VOS TÂCHES -
[1] Recopiez le passage de l'extrait situé entre « J’ai un problème » et « bébé de fils. », ces deux bornes comprises.
[2] D'après l'extrait, pourquoi le chargeur est-il prévu pour des piles rechargeables, alors que la radio fonctionne avec des piles normales ? Répondez en une à trois phrases.

EXTRAIT DU DOCUMENT -


    J’ai un problème avec mon allemand transgénérationnel dans le français, je ne sais jamais où mettre mon complément d’objet direct.

    J’ai aussi un gratte-dos comme une main au bout d’un sceptre en bois blond, offert par mon amie du Kansas. Comme ethno-psy, elle s’occupe des rites sataniques et des bébés au micro-onde. Brrr.

    J’ai un chargeur à piles rechargeables par geste écologique, mais une radio à piles normales en cas de coupure d’électricité.

    J’ai une brosse à poils de chat (à papier collant) pour retirer ceux qu’elle me laisse sur la veste de tailleur noir juste avant de partir. J’avais pareil le bavoir à mettre sur l’épaule pour le rot avant de saluer mon bébé de fils.

    J’ai un thermomètre de cuisson pour vérifier que mes macarons sont à bonne température, ce que je vérifie, mais eux je les rate quand-même.

    J’ai deux couteaux à huîtres pour m’éviter de tout ouvrir moi-même.

    J’ai des presse-livres tellement bien rangés que je ne sais plus où je les ai mis.

    J’ai des boîtes doublées en Bemberg où se rangent les couteaux et pelles à tarte de l’argenterie héritée de ma grand-mère. La couleur bleue en est passée, mais elle adhère toujours au support préformé de l’intérieur de la boîte. Après réflexion, je me demande si c’est du Bemberg ou un autre tissu.

    J’ai une roulette à pâtisserie pour dessiner des contours en zigzag dans les rectangles de pâte que je prépare pour Carnaval. Je dessine d’un trait une fente dans le milieu et fais un nœud. Et quand les beignets gonflent dans la friture, les zigzags font des pétales et c’est beau.

    Au-dessus du piano, j’ai une affiche sous verre, un dessin rouge et noir fait à la main avec à-plats de couleur, annonçant un concert au Circus Club, rue de Malte, l’affiche est abîmée, -un coin est déchiré-, et jaunie aussi. Le Circus Club a fermé.

    J’ai un tire-fil pour enfiler le fil dans le chas de l’aiguille, c’est plus facile avec l’âge, même si j’hésite toujours pour savoir s’il faut un h à la place du s à la fin de chas. Et pour la canette, un geste d’une beauté que j’ai acquis aussi, le voici.

    J’ai des coquilles à escargot et des coquilles Saint-Jacques que je cuis consciencieusement dans l’eau et le gros sel après usage pour pouvoir les réutiliser.

    J’ai un fil à couper le chedar, un fil à plomb et du fil dentaire, ça devrait faire le compte.

    J’ai la Norma en trois versions, dont deux avec la Callas dans le rôle-titre.

    J’ai le recueil des douze numéros de l’Internationale Situationniste, couverture argent, de chez Champ Libre, publié en 1975, qui n’est pas la version originale de chez Van Gennep, mais plus belle, enfin je l’avais, avant que mon fils ne me le pique.

    J’ai une râpe spéciale pour hacher les pommes de terre cuites à l’eau, qui donnent les reuchtis, réchauffées à la poêle.

JEU DE DONNÉES -
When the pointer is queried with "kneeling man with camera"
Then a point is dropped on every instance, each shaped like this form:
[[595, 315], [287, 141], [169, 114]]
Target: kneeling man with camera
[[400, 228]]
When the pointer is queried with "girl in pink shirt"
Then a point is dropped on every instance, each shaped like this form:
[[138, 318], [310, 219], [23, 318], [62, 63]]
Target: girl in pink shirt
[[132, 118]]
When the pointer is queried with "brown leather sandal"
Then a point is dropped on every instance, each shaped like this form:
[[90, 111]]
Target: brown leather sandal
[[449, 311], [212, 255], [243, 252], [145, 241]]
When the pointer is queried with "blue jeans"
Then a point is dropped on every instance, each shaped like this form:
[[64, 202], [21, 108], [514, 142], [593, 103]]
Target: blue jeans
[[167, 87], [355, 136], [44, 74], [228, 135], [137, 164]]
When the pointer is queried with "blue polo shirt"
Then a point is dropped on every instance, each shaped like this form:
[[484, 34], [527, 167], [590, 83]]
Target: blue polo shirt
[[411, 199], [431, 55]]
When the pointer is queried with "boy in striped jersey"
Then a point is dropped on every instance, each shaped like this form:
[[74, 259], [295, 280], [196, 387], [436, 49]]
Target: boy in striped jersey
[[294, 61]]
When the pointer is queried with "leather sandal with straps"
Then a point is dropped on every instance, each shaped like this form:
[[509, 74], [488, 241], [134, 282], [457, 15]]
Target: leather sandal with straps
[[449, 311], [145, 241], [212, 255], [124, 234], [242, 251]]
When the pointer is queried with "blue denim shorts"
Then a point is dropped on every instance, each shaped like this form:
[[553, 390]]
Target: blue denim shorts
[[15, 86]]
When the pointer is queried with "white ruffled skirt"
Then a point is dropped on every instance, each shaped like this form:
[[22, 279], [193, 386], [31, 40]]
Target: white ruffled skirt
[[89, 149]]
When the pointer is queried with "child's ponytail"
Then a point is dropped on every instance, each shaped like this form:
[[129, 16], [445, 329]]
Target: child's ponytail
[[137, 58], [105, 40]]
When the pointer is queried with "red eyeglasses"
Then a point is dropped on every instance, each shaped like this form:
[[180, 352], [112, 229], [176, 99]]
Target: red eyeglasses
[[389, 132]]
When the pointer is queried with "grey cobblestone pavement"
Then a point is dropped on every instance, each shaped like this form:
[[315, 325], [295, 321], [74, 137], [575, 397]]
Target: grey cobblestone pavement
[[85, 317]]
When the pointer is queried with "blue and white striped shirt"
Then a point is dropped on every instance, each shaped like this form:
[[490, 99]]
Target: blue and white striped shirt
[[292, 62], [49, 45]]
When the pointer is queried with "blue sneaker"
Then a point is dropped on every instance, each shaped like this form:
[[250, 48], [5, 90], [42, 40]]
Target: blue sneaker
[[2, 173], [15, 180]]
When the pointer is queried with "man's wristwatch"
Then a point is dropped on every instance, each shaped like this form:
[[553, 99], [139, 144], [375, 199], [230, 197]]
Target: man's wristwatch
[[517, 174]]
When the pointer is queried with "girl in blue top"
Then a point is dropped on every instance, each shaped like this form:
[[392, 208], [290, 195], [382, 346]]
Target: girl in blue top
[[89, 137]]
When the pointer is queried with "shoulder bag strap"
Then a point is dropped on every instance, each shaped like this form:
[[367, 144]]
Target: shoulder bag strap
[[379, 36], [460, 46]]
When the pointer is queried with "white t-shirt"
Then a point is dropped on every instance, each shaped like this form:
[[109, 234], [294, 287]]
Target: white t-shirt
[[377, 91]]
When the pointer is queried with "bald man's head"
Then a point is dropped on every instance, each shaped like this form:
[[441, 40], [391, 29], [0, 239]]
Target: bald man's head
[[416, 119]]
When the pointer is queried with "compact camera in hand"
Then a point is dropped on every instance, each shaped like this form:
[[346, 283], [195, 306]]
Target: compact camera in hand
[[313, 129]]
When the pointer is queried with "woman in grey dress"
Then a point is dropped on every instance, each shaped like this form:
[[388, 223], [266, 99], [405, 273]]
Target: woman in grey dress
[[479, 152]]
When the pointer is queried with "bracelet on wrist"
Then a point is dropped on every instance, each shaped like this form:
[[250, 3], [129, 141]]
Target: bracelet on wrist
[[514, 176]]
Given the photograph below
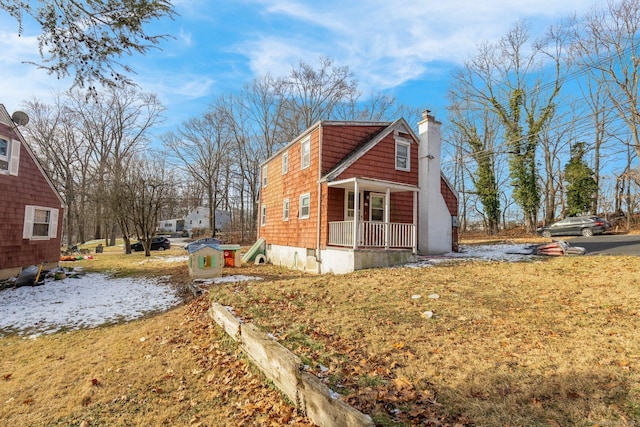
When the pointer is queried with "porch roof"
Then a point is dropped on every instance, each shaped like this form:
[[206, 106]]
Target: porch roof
[[371, 184]]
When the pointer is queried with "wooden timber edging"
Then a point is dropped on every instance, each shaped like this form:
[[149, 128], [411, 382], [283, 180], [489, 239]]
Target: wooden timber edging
[[310, 395]]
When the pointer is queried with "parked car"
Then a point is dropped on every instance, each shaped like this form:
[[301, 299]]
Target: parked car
[[157, 243], [203, 241], [577, 225]]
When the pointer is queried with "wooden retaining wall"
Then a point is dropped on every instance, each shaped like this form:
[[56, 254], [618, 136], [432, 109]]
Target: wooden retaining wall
[[311, 396]]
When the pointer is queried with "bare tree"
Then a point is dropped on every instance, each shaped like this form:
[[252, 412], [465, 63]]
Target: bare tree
[[509, 77], [312, 94], [477, 135], [144, 190], [202, 148], [86, 38], [608, 47], [63, 154]]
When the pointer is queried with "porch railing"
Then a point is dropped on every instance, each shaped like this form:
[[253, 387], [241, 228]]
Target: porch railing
[[372, 234]]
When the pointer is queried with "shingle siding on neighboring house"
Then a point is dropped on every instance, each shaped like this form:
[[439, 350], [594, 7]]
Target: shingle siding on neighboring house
[[29, 187]]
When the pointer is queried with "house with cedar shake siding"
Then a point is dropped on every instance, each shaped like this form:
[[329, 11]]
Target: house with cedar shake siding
[[345, 196], [30, 208]]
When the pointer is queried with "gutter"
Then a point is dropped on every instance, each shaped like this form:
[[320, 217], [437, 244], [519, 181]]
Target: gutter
[[319, 222]]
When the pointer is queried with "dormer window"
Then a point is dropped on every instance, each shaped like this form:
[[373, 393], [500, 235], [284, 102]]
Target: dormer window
[[403, 151]]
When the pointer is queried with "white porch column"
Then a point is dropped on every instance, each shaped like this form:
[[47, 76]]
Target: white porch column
[[414, 236], [387, 217], [356, 214]]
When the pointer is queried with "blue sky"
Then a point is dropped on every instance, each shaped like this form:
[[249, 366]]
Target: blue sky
[[403, 48]]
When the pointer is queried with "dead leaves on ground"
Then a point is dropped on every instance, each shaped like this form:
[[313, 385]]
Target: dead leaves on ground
[[227, 375]]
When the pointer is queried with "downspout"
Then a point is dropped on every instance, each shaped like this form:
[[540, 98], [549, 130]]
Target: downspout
[[319, 222]]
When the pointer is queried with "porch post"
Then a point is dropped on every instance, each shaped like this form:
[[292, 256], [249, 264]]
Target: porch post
[[356, 198], [415, 223], [387, 217]]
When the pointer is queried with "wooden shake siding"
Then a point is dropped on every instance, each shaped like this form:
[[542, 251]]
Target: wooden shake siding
[[338, 141], [379, 163], [28, 188], [294, 232]]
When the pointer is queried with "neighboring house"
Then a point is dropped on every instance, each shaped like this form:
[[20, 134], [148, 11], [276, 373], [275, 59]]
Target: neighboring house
[[30, 208], [344, 196], [199, 218], [171, 225]]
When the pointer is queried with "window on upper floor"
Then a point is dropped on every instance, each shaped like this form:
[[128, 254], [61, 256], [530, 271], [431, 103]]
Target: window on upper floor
[[40, 223], [305, 153], [285, 163], [402, 155], [285, 210], [305, 201], [9, 156]]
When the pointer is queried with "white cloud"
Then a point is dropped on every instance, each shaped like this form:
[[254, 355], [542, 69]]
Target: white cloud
[[389, 43]]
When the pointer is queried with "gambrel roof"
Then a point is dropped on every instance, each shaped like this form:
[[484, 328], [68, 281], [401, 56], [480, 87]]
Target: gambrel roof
[[397, 127]]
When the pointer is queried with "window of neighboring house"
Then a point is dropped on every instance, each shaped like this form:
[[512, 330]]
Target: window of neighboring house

ENSEMBLE DES RÉPONSES -
[1]
J’ai un problème avec mon allemand transgénérationnel dans le français, je ne sais jamais où mettre mon complément d’objet direct.

    J’ai aussi un gratte-dos comme une main au bout d’un sceptre en bois blond, offert par mon amie du Kansas. Comme ethno-psy, elle s’occupe des rites sataniques et des bébés au micro-onde. Brrr.

    J’ai un chargeur à piles rechargeables par geste écologique, mais une radio à piles normales en cas de coupure d’électricité.

    J’ai une brosse à poils de chat (à papier collant) pour retirer ceux qu’elle me laisse sur la veste de tailleur noir juste avant de partir. J’avais pareil le bavoir à mettre sur l’épaule pour le rot avant de saluer mon bébé de fils.

[2] Le chargeur de piles rechargeables correspond à un geste écologique. La radio fonctionne avec des piles normales pour servir en cas de coupure d'électricité.